TEXTO CITADO ▸
....

Matrix como uma condição existencial

O filme Matrix 4 vai sair no cinema com Keanu Reeves e a diretora Lana Wachowski vai ser novamente a diretora. A franquia em si não é tão aclamada quanto o primeiro filme, que é um clássico do cinema.
 
(Eu escrevi parte do texto antes do filme sair. O filme 4 existe basicamente para deixar BEM CLARO QUE É UMA ANALOGIA TRANS DE ESQUERDA RADICAL).
 
Existem algumas interpretações sobre o filme que seguem as seguintes linhas : a) desconsideram os outros filmes da franquia; b) se interessam mais para a parábola da pílula vermelha/azul; c) interpretam o filme como uma metáfora para a transexualidade.

Há alguns problemas com essas interpretações. (a) desconsidera que dos filmes clássicos da época (Blade Runner, Mad Max, Clube da Luta, etc), Matrix é um dos poucos em ter uma franquia. Mad Max tem seus diversos filmes, mas é um filme diferente. Não é como se o Mad Max 2 acrescentasse ao primeiro e assim por diante. Matrix por outro lado, busca criar uma narrativa e as sequências são importantes mesmo para o primeiro filme.

(b) De certa maneira diz que o filme se trata da parábola da pílula vermelha/azul. Não gosto dessa narrativa, ainda que você possa escolher entre ficar na Matrix ou sair dela e lutar contra ela, o próprio filme nos mostra que a dicotomia entre real vs falso é frágil e que há outras narrativas em jogo. As disposições de poder também são bem diferentes do que nós imaginamos. Se a gente considerar que o filme é menos profundo do que pensávamos, talvez ele de fato seja apenas essa parábola. Essa é uma consideração se estamos desconsiderando a profundidade do filme.

Por conta das irmãs Wachowski terem se revelado transexuais, essa se tornou uma interpretação "original" da franquia : metáfora para a transexualidade. (c) dentre as outras é a mais abrangente e que é capaz de responder mais perguntas. A própria parábola da pílula tem outro sentido, já que o tratamento hormonal usa pílulas. A pílula azul não seria necessariamente um remédio, mas a vida de homem. Ser homem é em grande parte ignorar a própria saúde para ser "macho de verdade". Há uma fase que nós trans passamos que é tentar negar que somos trans, nessa fase que viramos machistas, fascistas e etc - como uma tentativa de viver como homem, mas não só isso, se provar como tal.

....

DADOS EXTRAÍDOS ▸
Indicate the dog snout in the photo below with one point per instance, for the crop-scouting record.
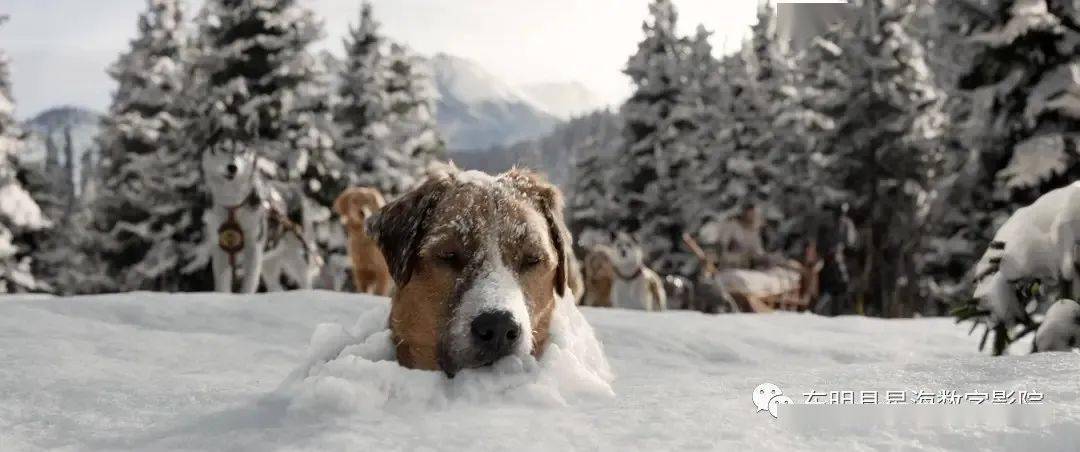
(495, 334)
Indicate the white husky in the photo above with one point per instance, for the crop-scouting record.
(246, 227)
(635, 286)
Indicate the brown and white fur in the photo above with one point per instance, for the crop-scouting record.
(480, 262)
(599, 276)
(369, 272)
(635, 286)
(231, 175)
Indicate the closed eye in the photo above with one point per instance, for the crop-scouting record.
(530, 261)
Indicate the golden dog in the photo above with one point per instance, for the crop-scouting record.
(369, 272)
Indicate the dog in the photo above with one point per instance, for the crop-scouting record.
(246, 228)
(480, 262)
(369, 271)
(598, 276)
(635, 286)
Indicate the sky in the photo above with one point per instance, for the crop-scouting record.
(59, 49)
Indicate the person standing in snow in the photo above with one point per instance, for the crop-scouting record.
(831, 234)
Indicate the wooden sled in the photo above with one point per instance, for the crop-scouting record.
(788, 286)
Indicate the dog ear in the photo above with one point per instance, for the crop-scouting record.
(548, 199)
(400, 227)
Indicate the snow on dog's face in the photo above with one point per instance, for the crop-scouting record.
(628, 254)
(229, 168)
(1061, 328)
(478, 262)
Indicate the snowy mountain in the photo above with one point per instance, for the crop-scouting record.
(554, 154)
(84, 125)
(564, 99)
(476, 110)
(203, 371)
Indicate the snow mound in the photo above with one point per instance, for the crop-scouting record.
(353, 370)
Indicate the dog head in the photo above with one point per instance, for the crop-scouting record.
(478, 262)
(598, 264)
(1061, 328)
(229, 167)
(628, 256)
(356, 204)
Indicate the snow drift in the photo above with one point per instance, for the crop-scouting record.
(355, 371)
(151, 372)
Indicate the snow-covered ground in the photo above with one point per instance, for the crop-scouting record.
(150, 371)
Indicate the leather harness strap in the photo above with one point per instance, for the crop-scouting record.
(632, 275)
(230, 238)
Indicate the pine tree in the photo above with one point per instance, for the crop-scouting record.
(881, 153)
(591, 205)
(19, 215)
(361, 109)
(657, 153)
(256, 82)
(144, 216)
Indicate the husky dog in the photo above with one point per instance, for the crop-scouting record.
(247, 230)
(635, 286)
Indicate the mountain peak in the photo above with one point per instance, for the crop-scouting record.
(564, 99)
(477, 110)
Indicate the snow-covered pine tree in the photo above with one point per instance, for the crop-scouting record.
(361, 110)
(19, 215)
(64, 255)
(591, 204)
(710, 95)
(882, 152)
(410, 110)
(144, 216)
(1016, 63)
(657, 152)
(256, 81)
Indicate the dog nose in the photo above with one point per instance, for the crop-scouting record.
(495, 333)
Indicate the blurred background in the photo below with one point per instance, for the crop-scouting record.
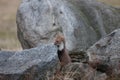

....

Continue o texto sobre Matrix logo depois da última frase. Os itens não têm nenhuma relação com o texto sobre Matrix.

Há algumas meninas que são de fato istas em várias coisas, mas muitas que foram, foi através dessa tentativa de se encaixar (e falhando, o que não impede algumas meninas virarem femcel).

Não gosto muito dessa interpretação porque ela não explica a ação do filme, a violência, inclusive a própria mudança do agente Smith (O próprio Reset da Matrix fica sem sentido e o porquê da distopia neoliberal dos anos 90 também).

Diferente dessas interpretações, prefiro olhar a história de Matrix como uma condição existencial da nossa época. Também vou considerar filmes como Brazil, Blade Runner, Mad Max, Pulp Fiction, Natural Born Killers, They Live ,Clube da Luta, Her e O procurado. Nesse texto vou tentar com uma série de pequenos textos achar alguma interpretação interessante e nova.



1 - Trabalhador neoliberal, empresário de si mesmo.

Anos 80 e 90 foram décadas que tiveram papel central na nossa mudança de perspectiva econômica, política e social. A perspectiva neoliberal ganhava o mundo, Hayek e Friedman eram os ideólogos à frente, com Thatcher e Reagan levando o projeto a sério na política.

A TV ganhava cada vez mais espaço, espalhando mais ainda essa ideologia. Em 91 o muro de Berlin caiu e o neoliberalismo se tornou de vez o único projeto de vida para todos. Havia apenas essa vida neoliberal de indivíduos competindo no mercado. É nesse universo que grande parte da história (do filme) se passa.

Viver passou a ser trabalhar para pagar dívidas, tentar uma promoção, ou abrir uma empresa de sucesso. Com as “flexibilizações” da carteira de trabalho e o aumento de empresários individuais, o trabalhador perdeu o horário para ter que trabalhar - trabalhamos o tempo todo para conseguir ter espaço na competição do capitalismo.

Nós nos afundamos com tanta força nessa forma de vida, que para nós vem como uma grande surpresa quando descobrimos que há outras formas de viver.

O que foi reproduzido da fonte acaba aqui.